Operator, we may now proceed with the Q&A period, please.
[Foreign Language] [Operator Instructions] Your first question comes from the line of Rupert Merer from National Bank.
Inventory was up a little bit in the quarter. And Richard, I think you suggested it was up because you were aiming to protect your commercial position. So is there an increase in volumes in inventory? Or is that also partly price-driven? Metal [indiscernible].
It's essentially volume on specific component of our inventory.
Okay. And could we talk a little about how well the business can take price shocks? Or what kind of tailwinds you could have from rising metal prices? I see that, for example, bismuth was up 10% on average quarter-over-quarter and a number of your other metals have seen increased prices. Are you still going to see tailwinds from rising prices? Or should we expect that reduced volatility given the selectivity in the business and some of your contract restructuring?
Indeed, we are changing that model of the business as compared to the past. We're doing -- we have done a number of things, we've executed a number of things. One of them, as an example, is commercial hedging where, for certain contracts, we end up closing the position to lock in our premium and not expose the contract to metal risks. And this is also part of why inventory has gone up. So to that end, given that -- that was just one measure. There are other things, you mentioned selectivity. There are things that we've done in the business. With that, we have reduced business' volatility, which means when metal prices rise, we're not going to rise as much. And when metal prices drop, we're not going to fall as much. So for us, right now, actually, we consider what's happening in the metal market, the [ perturbation ] 10%, not really hugely material for us.
Are you able to quantify how much of your revenue would still be exposed to moving metal prices?
By default, we remain a business exposed to a certain extent. But what we've done is to reduce the volatility by a lot.
So our goal was to drop it by 50% by 2019. And I think we are at least 70% there. So if you were to model us, and we've done this on our website, you would see that with -- I think we've done it with a 30% increase in metal prices, see substantially less volatility, up or down, in our final results.
Okay, great. And then just as a follow-up. So we see the metal markets are firming up, but there is news that the Fanya Exchange could auction some of its stockpiles later this year. Do you have any insight into that process? And whether or not it could be disruptive in those metal markets?
Yes. Before I answer the Fanya question, I think it's worthwhile to also note, Rupert, that the changes that happens in the metal markets, a lot of it are transitory at this point. There is no -- at least to the best of our knowledge, there is no -- at least with the metal that we are engaged with, there is no sustained shortage or -- well, oversupply that's driving it. And to that end, if there are speculative elements in the market, that's what drives some things up and some things down. And our whole goal has been to be a company, to be much, much less exposed to those elements. So that's why we -- if you see us not being overly excited or concerned by it, it's because we're basically going in a different direction. And those speculative elements are of little interest to us, albeit it still has some impact. Now the Fanya situation, no, we do not have any, let's say, information that's available -- that's, let's say, not available to the open market. I think there are some things that are pretty obvious there that -- I mean, the fear in the market has always been that they would unload the metal into the market, okay? That could be the case maybe, maybe not. We don't know. This is all just speculation for us. As time goes, it becomes less and less of concern because how we're changing our model, our business model. I would argue that as time goes, my competitors would probably be impacted much worse than we would be. And if the Chinese government were to do that, it would probably hurt a lot of the local producers more so than Western companies. So those are the only things that we can comment to, but we do not have any additional information.

* [What you should do]:
Reproduce the earnings call excerpt word for word, starting with "Are you able" and going on through "those metal markets?". These records have nothing to do with the earnings call excerpt.

Coordinate annotation records
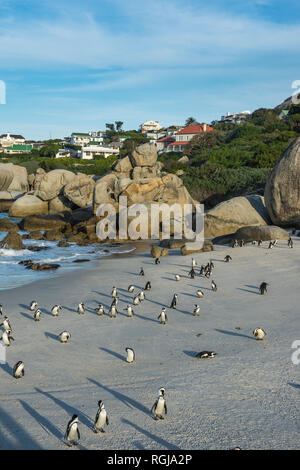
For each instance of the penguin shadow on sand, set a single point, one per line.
(129, 402)
(83, 417)
(150, 435)
(233, 333)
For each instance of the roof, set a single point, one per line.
(194, 129)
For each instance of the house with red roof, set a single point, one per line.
(183, 137)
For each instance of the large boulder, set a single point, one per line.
(52, 183)
(229, 216)
(282, 191)
(28, 205)
(80, 190)
(13, 241)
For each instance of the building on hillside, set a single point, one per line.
(149, 126)
(7, 140)
(183, 137)
(91, 151)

* [Exercise answer]:
Are you able to quantify how much of your revenue would still be exposed to moving metal prices?
By default, we remain a business exposed to a certain extent. But what we've done is to reduce the volatility by a lot.
So our goal was to drop it by 50% by 2019. And I think we are at least 70% there. So if you were to model us, and we've done this on our website, you would see that with -- I think we've done it with a 30% increase in metal prices, see substantially less volatility, up or down, in our final results.
Okay, great. And then just as a follow-up. So we see the metal markets are firming up, but there is news that the Fanya Exchange could auction some of its stockpiles later this year. Do you have any insight into that process? And whether or not it could be disruptive in those metal markets?